• **DOCUMENT SECTION**:
::::::
Van Leeuwenhoek was a Dutch textile merchant who became a pioneer of microbiology.
Antonie van Leeuwenhoek was born in Delft on 24 October 1632. In 1648, van Leeuwenhoek was apprenticed to a textile merchant, which is where he probably first encountered magnifying glasses, which were used in the textile trade to count thread densities for quality control purposes. Aged 20, he returned to Delft and set himself up as a linen-draper. He prospered and was appointed chamberlain to the sheriffs of Delft in 1660, and becoming a surveyor nine years later.
In 1668, van Leeuwenhoek paid his first and only visit to London, where he probably saw a copy of Robert Hooke's 'Micrographia' (1665) which included pictures of textiles that would have been of interest to him. In 1673, he reported his first observations - bee mouthparts and stings, a human louse and a fungus - to the Royal Society. He was elected a member of the society in 1680 and continued his association for the rest of his life by correspondence.
In 1676, van Leeuwenhoek observed water closely and was surprised to see tiny organisms - the first bacteria observed by man. His letter announcing this discovery caused widespread doubt at the Royal Society but Robert Hooke later repeated the experiment and was able to confirm his discoveries.
As well as being the father of microbiology, van Leeuwenhoek laid the foundations of plant anatomy and became an expert on animal reproduction. He discovered blood cells and microscopic nematodes, and studied the structure of wood and crystals. He also made over 500 microscopes to view specific objects.
He also discovered sperm, which he considered one of the most important discoveries of his career, and described the spermatozoa from molluscs, fish, amphibians, birds and mammals, coming to the novel conclusion that fertilisation occurred when the spermatozoa penetrated the egg.
Van Leeuwenhoek died on 30 August 1723.
::::::
• **WHAT THIS TASK INVOLVES**:
Return the stretch of the van Leeuwenhoek biography from "In 1668, van" through "life by correspondence.", copied exactly.

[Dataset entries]
::::::
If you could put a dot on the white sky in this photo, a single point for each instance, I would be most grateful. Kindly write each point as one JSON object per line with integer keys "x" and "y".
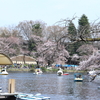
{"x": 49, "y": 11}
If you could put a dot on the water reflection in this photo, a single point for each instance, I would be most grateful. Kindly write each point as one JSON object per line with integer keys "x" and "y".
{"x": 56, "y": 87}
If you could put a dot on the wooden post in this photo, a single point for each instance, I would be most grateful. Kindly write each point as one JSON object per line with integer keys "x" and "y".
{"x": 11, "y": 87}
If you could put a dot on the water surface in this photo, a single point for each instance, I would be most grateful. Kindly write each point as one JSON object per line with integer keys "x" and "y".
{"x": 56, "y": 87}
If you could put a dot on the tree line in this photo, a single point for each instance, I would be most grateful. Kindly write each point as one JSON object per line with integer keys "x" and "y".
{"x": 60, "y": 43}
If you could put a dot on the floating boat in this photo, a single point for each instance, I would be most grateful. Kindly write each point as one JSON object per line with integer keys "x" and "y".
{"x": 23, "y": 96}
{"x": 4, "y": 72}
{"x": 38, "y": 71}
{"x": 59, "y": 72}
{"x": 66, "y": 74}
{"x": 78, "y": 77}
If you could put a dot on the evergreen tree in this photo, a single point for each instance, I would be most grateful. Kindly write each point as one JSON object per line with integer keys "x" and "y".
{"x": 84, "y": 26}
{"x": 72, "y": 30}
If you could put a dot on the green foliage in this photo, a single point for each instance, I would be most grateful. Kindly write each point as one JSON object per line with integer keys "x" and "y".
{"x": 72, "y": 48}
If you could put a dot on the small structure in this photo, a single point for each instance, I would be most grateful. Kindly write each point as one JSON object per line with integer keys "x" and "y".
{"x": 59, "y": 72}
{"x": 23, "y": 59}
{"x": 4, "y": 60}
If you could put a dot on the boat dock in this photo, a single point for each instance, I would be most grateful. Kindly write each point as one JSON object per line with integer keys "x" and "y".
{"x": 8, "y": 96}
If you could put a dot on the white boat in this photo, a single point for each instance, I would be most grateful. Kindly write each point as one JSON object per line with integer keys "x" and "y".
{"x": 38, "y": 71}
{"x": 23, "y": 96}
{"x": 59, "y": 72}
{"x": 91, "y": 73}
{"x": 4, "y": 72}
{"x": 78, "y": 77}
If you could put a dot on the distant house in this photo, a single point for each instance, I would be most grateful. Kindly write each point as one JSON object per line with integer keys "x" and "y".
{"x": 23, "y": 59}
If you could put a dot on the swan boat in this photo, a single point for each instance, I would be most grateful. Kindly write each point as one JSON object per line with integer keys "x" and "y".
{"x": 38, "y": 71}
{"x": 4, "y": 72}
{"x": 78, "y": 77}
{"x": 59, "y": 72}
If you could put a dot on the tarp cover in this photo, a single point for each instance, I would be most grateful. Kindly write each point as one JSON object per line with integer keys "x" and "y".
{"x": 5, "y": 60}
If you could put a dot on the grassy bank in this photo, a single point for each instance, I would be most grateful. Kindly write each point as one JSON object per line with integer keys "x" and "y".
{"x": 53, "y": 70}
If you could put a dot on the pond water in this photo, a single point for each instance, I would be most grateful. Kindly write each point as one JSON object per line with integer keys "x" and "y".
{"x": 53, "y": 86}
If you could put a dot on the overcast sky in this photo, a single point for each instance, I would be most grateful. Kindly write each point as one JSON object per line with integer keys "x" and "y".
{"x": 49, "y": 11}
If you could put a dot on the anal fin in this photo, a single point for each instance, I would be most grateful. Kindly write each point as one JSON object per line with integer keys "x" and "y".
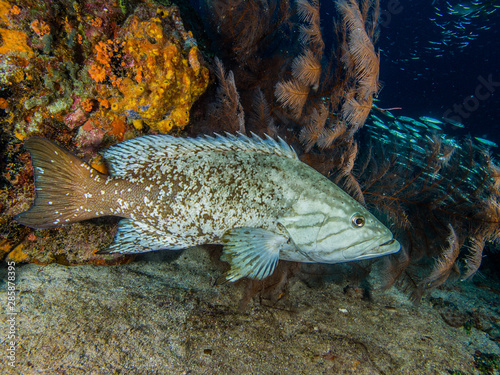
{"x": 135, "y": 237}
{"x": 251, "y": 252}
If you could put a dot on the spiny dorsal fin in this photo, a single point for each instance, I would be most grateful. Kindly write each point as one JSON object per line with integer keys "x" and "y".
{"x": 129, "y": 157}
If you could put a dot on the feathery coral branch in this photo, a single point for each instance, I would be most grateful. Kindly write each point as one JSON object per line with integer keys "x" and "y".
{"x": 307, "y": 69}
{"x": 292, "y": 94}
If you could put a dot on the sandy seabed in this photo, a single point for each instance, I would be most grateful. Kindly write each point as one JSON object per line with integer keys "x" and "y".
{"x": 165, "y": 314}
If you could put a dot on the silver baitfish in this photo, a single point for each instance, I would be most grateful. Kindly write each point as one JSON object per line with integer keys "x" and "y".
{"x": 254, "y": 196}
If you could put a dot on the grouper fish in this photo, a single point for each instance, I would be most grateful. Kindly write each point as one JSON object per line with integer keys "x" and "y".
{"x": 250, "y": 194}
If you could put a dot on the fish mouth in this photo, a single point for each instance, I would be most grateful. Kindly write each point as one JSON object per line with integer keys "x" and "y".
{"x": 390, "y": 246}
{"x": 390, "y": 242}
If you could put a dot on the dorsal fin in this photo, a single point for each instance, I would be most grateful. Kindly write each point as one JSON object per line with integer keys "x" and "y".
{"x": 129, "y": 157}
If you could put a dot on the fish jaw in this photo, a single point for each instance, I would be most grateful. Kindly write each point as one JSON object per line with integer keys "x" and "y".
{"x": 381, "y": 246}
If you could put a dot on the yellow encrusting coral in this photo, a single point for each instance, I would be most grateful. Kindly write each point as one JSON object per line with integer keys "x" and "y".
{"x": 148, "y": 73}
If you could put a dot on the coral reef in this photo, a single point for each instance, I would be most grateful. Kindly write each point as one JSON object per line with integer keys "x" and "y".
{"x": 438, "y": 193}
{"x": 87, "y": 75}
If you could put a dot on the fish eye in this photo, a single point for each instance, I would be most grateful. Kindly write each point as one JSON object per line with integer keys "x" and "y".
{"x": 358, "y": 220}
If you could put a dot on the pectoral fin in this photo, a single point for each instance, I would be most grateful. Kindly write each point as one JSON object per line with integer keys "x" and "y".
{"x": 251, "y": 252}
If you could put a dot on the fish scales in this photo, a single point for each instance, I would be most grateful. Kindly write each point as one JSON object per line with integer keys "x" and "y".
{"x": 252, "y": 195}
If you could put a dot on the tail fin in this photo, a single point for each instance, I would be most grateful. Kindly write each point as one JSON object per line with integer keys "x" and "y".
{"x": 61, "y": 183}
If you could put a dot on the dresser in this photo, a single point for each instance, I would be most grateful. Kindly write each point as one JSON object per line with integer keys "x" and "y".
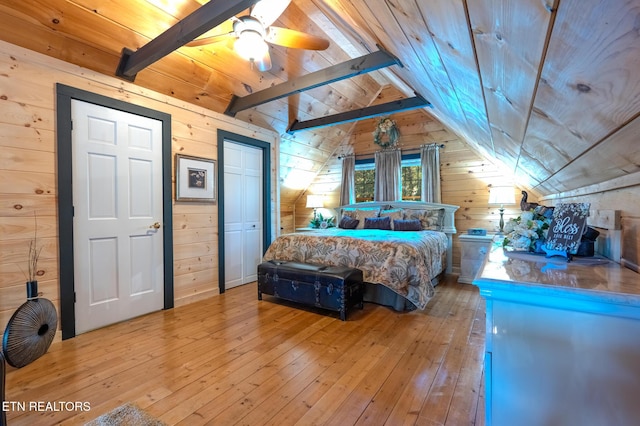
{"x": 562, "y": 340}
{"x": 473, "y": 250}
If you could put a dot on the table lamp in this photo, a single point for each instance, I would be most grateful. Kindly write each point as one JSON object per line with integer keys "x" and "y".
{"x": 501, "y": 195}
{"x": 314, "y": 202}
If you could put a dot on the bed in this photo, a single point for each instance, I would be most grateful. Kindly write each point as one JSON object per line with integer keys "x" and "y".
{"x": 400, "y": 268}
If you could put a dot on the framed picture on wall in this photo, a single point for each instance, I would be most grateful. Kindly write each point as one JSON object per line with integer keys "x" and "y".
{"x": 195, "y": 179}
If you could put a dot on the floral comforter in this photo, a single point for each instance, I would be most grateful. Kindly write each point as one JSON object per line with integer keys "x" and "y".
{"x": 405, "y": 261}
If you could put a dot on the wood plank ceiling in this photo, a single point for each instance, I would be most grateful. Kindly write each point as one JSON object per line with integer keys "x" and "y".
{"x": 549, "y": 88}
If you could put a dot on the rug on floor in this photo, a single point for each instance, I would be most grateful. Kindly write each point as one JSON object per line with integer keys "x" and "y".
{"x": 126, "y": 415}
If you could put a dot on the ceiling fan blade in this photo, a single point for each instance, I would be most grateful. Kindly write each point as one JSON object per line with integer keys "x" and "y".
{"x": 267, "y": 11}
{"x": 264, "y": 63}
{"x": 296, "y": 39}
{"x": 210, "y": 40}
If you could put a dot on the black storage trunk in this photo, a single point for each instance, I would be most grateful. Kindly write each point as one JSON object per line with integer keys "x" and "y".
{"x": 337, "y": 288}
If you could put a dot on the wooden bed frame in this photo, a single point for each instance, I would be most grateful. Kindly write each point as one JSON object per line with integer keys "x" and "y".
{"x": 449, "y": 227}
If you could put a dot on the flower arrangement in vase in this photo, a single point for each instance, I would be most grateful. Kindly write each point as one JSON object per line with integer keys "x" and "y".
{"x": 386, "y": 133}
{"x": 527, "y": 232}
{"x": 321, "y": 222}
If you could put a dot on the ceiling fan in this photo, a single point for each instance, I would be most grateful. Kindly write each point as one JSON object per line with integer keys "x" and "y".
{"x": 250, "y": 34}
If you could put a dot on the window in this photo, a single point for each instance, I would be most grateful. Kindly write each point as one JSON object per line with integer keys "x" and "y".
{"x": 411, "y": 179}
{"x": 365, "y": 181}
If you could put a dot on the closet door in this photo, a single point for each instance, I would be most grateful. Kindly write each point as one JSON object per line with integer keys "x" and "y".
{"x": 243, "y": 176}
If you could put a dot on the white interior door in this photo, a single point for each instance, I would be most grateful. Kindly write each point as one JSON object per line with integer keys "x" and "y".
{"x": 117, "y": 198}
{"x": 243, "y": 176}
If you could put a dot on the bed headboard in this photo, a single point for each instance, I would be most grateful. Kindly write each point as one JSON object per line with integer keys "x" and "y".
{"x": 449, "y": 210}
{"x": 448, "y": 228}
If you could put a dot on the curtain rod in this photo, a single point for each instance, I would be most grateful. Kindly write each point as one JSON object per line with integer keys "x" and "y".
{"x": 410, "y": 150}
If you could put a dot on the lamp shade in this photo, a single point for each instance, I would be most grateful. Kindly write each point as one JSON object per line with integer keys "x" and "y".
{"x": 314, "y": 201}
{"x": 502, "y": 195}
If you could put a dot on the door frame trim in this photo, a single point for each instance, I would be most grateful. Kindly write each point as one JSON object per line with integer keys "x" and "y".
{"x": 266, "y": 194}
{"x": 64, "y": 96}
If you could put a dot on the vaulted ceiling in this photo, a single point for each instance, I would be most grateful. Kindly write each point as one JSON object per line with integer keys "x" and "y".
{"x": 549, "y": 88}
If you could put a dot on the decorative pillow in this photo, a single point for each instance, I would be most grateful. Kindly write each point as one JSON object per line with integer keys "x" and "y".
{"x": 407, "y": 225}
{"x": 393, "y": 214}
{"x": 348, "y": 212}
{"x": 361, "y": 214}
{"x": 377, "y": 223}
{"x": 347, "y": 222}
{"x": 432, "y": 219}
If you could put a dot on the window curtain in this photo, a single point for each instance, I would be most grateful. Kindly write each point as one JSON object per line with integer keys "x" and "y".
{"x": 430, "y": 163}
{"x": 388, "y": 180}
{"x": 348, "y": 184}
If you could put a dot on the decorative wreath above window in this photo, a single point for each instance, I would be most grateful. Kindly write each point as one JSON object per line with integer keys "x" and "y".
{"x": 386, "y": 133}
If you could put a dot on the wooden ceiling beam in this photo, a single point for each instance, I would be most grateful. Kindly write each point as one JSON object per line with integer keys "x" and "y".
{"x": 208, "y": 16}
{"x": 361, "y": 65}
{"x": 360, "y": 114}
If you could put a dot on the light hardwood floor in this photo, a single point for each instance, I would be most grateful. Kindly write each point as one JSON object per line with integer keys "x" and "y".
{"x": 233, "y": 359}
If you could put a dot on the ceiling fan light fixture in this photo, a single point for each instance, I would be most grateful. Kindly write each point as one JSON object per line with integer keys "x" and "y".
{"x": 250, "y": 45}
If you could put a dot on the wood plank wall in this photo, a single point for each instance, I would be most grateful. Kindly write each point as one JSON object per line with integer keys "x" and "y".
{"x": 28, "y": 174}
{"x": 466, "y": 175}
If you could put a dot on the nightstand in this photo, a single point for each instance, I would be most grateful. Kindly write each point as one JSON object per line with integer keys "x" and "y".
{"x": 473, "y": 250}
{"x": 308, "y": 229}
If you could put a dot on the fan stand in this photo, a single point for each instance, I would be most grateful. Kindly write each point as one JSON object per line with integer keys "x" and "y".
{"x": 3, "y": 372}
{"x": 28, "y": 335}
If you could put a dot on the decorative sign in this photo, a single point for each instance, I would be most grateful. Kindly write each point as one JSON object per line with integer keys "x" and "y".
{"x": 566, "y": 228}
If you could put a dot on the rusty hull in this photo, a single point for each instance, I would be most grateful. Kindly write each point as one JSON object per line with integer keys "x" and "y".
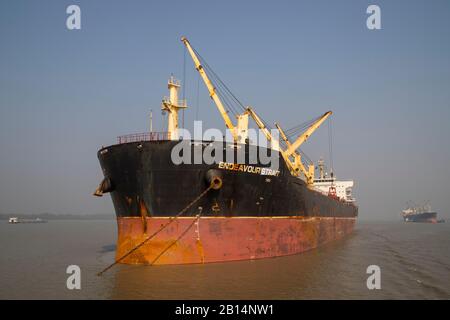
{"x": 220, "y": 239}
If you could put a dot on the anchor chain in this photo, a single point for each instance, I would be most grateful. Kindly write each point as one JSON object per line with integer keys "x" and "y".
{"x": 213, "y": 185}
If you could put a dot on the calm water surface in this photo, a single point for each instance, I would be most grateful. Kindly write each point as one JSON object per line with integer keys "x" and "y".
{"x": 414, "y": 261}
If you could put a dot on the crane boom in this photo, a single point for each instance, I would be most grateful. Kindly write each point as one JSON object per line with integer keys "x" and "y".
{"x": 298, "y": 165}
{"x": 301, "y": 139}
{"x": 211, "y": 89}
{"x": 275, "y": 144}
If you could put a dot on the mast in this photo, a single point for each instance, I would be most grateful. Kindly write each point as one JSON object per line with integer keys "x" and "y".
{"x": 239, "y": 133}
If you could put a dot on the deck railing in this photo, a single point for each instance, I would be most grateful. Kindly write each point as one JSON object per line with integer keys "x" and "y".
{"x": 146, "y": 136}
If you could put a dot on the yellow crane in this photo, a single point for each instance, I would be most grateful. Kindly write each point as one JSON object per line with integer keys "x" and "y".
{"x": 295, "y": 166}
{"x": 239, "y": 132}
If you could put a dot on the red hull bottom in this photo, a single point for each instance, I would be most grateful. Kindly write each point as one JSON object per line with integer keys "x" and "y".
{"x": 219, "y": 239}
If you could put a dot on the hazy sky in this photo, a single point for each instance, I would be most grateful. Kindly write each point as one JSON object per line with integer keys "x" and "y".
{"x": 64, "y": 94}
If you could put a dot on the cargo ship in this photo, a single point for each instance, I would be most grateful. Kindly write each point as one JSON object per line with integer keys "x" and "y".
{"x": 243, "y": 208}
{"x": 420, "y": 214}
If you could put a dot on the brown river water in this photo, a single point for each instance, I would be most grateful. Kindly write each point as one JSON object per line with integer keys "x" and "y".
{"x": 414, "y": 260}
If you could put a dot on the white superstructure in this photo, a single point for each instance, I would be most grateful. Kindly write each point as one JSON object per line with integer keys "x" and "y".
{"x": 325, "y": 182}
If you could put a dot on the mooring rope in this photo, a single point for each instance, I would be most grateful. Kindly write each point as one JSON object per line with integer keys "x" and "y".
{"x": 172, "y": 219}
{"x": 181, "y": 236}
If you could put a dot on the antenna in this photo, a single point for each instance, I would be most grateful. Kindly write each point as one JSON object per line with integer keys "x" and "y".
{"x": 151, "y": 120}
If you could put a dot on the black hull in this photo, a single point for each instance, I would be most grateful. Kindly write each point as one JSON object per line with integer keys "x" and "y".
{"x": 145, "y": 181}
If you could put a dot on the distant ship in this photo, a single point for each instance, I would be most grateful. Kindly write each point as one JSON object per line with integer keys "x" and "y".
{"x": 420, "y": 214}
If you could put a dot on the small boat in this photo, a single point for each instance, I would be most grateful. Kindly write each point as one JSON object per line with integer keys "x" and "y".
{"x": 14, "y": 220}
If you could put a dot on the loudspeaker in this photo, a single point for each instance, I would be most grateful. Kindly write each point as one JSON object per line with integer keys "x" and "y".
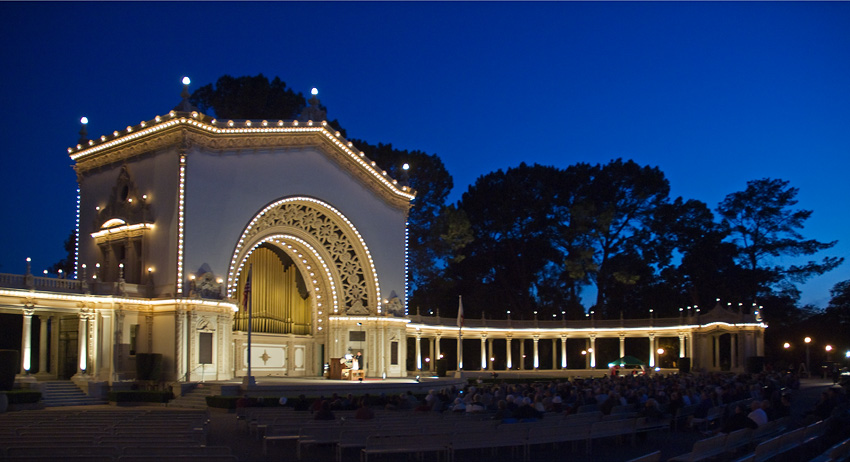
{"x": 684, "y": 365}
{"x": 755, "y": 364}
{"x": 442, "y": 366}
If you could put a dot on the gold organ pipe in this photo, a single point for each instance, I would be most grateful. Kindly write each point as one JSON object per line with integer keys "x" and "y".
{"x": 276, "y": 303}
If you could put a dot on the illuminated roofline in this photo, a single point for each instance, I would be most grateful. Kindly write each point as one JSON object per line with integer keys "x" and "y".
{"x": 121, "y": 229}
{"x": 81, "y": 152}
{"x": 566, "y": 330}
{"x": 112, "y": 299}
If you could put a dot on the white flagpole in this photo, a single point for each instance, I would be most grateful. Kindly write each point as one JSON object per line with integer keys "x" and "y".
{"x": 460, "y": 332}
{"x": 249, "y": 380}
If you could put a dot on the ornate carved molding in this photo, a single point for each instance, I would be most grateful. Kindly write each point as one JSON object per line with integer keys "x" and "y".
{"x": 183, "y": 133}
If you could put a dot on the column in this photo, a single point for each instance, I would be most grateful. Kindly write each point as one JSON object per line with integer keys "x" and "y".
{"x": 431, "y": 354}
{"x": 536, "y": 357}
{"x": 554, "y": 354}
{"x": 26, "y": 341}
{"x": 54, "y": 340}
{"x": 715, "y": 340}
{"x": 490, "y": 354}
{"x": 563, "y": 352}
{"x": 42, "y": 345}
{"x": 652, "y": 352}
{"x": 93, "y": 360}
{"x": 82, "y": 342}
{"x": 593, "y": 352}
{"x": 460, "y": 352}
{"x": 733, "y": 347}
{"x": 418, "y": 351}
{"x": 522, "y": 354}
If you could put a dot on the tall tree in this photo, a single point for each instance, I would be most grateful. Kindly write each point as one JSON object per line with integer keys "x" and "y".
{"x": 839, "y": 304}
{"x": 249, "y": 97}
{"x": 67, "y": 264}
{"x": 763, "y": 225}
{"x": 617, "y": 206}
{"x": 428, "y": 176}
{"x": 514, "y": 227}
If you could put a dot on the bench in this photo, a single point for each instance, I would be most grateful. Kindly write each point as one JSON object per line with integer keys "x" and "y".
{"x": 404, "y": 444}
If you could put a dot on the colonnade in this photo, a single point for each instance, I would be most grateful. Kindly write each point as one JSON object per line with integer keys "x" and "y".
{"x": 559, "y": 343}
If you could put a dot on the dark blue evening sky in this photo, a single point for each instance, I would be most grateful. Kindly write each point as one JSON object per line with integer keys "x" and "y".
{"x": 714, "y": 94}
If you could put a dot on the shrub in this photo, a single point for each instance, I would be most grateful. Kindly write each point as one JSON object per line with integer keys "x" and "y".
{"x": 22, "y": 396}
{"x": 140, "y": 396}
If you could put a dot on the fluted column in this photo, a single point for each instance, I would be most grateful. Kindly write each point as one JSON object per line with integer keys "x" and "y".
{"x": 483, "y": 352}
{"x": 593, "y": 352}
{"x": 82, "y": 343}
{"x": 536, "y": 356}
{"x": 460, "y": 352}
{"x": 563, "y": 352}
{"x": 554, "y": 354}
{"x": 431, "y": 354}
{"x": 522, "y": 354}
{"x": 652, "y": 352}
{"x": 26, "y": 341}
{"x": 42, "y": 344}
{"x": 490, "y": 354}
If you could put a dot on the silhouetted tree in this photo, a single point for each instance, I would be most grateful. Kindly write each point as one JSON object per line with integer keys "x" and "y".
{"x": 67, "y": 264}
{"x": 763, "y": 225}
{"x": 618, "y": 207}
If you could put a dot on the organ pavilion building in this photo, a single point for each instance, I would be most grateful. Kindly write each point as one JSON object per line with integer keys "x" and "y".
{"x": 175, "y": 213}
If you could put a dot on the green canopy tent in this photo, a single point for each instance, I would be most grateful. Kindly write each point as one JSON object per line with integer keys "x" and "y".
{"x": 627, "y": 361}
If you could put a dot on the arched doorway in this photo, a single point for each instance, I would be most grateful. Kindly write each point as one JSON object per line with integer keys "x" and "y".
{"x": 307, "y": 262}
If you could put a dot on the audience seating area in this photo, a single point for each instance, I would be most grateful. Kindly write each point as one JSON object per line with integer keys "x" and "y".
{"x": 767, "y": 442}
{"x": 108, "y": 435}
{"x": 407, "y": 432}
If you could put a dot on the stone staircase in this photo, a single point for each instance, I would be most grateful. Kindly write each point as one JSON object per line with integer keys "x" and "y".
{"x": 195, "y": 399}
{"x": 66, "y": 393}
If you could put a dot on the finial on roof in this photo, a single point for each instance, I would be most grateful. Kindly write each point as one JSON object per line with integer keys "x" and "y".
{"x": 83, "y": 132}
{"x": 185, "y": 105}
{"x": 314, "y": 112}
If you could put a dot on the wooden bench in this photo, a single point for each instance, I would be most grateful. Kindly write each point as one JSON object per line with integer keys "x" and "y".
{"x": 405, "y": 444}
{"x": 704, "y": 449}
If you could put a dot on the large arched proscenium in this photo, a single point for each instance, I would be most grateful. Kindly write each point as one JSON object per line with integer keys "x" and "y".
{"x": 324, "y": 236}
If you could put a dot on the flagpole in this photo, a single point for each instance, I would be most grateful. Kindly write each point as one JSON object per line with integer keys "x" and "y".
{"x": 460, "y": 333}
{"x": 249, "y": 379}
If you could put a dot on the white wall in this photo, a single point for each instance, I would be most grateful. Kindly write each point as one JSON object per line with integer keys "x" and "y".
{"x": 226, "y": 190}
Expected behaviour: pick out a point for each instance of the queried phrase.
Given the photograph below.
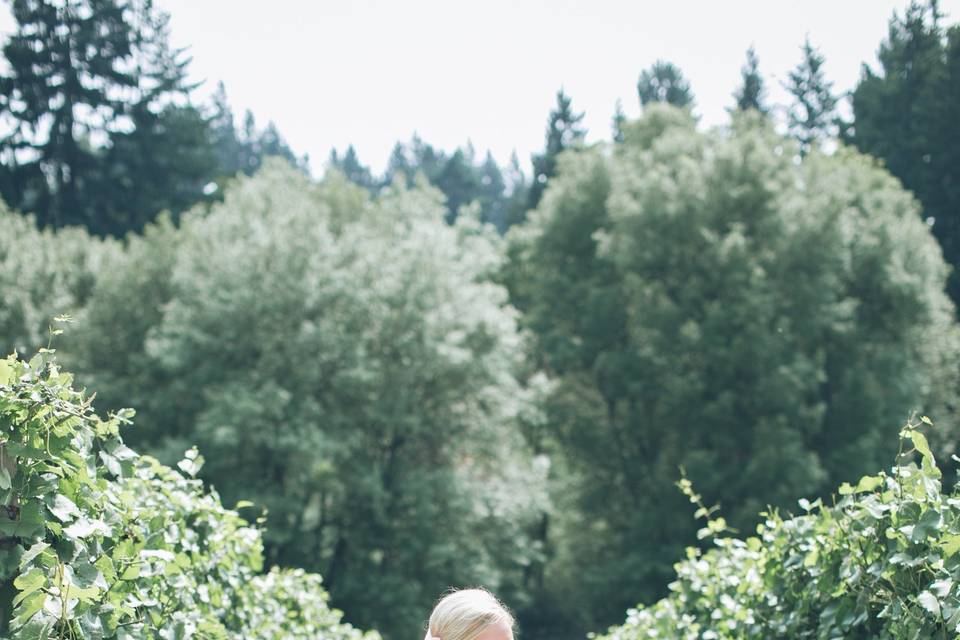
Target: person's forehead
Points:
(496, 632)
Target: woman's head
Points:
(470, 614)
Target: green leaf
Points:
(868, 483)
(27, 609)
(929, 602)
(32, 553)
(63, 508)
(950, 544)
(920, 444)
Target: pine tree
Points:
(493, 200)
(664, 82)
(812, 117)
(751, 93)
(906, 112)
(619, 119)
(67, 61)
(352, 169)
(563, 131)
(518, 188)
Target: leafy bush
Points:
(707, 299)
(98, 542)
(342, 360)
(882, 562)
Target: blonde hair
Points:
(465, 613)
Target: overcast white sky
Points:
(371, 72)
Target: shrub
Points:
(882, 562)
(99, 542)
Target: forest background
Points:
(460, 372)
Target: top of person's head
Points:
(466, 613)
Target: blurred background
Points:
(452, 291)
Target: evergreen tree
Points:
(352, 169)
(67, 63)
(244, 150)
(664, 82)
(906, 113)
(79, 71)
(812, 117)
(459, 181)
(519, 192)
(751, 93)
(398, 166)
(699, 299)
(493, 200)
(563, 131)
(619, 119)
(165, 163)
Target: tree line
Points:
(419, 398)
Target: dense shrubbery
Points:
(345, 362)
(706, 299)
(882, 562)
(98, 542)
::::::
• **SOLUTION TO THIS PROBLEM**:
In 1668, van Leeuwenhoek paid his first and only visit to London, where he probably saw a copy of Robert Hooke's 'Micrographia' (1665) which included pictures of textiles that would have been of interest to him. In 1673, he reported his first observations - bee mouthparts and stings, a human louse and a fungus - to the Royal Society. He was elected a member of the society in 1680 and continued his association for the rest of his life by correspondence.